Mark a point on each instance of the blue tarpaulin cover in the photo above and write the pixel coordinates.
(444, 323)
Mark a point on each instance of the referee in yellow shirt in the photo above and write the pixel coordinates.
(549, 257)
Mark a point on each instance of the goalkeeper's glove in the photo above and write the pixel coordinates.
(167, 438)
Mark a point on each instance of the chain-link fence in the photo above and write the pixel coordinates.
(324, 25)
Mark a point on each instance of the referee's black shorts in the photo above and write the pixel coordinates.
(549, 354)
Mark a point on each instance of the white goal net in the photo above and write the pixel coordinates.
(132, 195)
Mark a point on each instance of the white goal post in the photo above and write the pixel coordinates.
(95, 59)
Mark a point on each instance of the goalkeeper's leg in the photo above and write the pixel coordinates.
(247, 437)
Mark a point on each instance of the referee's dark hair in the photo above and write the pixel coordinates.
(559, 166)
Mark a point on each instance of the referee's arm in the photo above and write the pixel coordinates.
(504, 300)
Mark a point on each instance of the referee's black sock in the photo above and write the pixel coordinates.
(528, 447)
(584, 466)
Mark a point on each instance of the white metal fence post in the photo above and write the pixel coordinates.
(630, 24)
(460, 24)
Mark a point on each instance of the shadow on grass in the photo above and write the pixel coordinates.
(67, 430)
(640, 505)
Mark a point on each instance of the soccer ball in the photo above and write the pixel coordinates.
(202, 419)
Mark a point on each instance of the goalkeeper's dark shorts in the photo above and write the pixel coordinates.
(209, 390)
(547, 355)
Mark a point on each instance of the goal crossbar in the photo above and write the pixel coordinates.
☆ ☆ ☆ ☆ ☆
# Task
Can you copy the listing word for word, starting with the line that contains "Mark a point on each instance of the white metal" and going on through the last line of the listing?

# Response to this task
Mark a point on each instance of the white metal fence post in the photo above and write the pixel coordinates.
(630, 24)
(460, 24)
Mark a point on each instance of the shadow on grass in the photo above and write the pixel coordinates.
(67, 430)
(640, 505)
Mark a point on each instance of the soccer ball in the photo above and write the pixel coordinates.
(202, 419)
Mark a point on each instance of the goalkeeper's dark shorts in the photo above and write the pixel coordinates.
(209, 390)
(547, 355)
Mark a point on each instance of the goal crossbar in the photo above and write the pixel coordinates.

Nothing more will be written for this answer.